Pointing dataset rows
"""

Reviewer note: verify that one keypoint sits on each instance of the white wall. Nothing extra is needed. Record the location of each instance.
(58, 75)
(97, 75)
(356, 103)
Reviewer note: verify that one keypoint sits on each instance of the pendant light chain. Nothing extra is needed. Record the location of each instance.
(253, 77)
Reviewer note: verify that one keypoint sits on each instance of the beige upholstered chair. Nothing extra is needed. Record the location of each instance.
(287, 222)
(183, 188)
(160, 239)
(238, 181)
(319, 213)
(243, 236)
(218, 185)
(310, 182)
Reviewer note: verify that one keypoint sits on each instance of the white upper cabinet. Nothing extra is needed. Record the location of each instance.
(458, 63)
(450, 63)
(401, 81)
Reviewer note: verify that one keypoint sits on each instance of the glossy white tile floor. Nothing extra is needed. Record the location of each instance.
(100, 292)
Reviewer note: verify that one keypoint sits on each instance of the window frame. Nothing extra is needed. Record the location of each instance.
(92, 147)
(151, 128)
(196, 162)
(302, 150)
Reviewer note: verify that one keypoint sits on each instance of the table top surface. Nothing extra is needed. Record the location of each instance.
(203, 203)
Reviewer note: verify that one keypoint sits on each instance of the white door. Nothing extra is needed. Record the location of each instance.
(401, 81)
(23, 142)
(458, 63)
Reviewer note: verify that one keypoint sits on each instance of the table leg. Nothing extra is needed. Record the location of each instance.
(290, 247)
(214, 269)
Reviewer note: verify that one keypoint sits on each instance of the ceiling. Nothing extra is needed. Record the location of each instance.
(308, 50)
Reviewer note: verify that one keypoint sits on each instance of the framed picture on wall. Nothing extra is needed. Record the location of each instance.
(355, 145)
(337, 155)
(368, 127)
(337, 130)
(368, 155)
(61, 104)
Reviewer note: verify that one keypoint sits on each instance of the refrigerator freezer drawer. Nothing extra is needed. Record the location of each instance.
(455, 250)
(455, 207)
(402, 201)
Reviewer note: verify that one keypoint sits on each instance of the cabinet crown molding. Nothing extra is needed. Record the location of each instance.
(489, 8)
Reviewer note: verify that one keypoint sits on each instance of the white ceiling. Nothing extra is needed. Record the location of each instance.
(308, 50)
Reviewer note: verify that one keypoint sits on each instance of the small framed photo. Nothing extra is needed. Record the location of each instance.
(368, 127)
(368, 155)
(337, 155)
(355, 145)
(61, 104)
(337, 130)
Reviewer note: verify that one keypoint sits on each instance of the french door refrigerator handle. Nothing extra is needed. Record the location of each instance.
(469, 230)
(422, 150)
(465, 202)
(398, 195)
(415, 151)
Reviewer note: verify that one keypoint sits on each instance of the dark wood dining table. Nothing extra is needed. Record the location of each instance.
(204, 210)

"""
"""

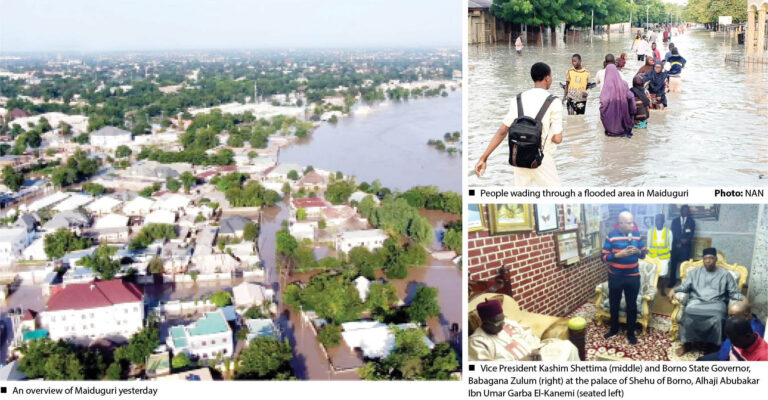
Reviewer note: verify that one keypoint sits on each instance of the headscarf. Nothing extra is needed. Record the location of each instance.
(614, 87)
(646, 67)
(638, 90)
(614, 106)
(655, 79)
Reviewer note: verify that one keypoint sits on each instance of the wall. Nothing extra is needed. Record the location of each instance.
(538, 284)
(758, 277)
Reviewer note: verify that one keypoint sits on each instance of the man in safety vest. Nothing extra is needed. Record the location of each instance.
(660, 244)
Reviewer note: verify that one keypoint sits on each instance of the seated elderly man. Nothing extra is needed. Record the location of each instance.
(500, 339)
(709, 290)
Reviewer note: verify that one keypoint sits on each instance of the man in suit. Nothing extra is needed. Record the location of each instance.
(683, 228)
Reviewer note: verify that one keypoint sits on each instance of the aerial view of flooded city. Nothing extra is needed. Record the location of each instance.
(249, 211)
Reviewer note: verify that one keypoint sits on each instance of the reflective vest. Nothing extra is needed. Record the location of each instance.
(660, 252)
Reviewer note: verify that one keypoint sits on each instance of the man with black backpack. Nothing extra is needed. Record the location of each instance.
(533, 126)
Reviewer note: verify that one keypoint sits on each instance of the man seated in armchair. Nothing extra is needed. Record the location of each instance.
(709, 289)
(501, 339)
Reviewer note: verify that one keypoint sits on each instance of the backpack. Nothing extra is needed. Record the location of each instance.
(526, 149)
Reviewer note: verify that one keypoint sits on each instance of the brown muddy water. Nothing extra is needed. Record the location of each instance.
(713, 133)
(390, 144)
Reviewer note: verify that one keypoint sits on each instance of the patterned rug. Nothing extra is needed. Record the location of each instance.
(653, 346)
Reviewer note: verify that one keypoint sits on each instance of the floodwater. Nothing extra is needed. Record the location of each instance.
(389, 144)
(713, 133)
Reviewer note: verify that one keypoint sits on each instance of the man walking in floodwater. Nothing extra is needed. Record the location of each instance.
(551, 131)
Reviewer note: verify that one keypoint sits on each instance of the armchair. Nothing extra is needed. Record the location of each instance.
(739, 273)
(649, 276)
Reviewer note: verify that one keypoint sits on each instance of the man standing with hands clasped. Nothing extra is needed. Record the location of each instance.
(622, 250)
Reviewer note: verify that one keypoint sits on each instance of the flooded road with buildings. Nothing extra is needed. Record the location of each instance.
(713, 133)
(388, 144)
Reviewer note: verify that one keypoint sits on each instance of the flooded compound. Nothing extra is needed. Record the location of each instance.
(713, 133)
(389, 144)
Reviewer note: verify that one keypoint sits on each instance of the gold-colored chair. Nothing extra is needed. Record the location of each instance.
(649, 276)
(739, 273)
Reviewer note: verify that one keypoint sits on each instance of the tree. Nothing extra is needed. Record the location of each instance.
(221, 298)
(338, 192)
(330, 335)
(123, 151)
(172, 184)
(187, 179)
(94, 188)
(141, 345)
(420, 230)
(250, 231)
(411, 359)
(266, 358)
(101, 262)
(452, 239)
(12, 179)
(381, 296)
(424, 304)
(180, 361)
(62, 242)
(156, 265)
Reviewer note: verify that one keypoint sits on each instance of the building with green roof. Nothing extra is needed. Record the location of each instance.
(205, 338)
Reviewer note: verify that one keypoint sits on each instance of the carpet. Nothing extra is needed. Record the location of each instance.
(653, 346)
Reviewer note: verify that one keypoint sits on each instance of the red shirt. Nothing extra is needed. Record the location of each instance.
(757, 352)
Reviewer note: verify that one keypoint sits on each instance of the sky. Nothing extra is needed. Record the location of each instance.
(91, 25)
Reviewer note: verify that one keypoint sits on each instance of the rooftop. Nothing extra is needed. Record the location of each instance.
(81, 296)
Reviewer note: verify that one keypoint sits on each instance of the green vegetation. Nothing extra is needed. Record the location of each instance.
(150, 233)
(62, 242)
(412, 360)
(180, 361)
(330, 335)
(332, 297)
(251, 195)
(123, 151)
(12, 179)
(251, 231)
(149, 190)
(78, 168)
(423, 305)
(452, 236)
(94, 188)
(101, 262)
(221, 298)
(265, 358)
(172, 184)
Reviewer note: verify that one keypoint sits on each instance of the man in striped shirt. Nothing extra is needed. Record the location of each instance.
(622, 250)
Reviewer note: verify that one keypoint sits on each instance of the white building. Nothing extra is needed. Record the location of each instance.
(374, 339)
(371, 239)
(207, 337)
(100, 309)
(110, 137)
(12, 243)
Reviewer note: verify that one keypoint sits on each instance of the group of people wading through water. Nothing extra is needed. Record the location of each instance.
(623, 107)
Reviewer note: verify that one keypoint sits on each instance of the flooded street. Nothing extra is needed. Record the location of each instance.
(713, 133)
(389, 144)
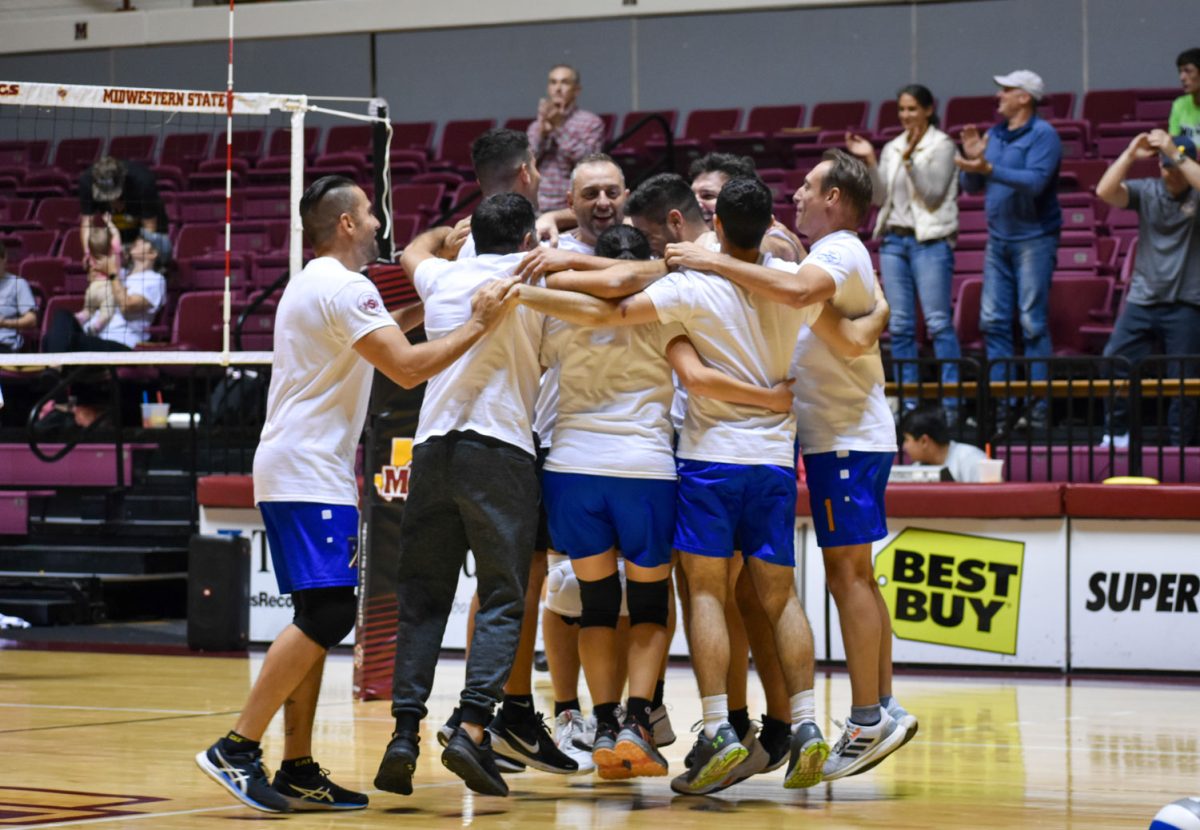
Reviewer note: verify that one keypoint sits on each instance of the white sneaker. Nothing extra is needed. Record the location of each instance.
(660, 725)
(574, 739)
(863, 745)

"""

*Requirement*
Please pick out every line in the rows above that contains the string "backpack" and copy each one.

*Written reply*
Reviewer note: verify that one keypoint sits on each instance of the man with black backpack. Nothing extra is needed. Record the location of each instance.
Reviewer note: verify that one keypoint sits on each instance of the backpack. Nothing extra is needed. Record the location of each instance.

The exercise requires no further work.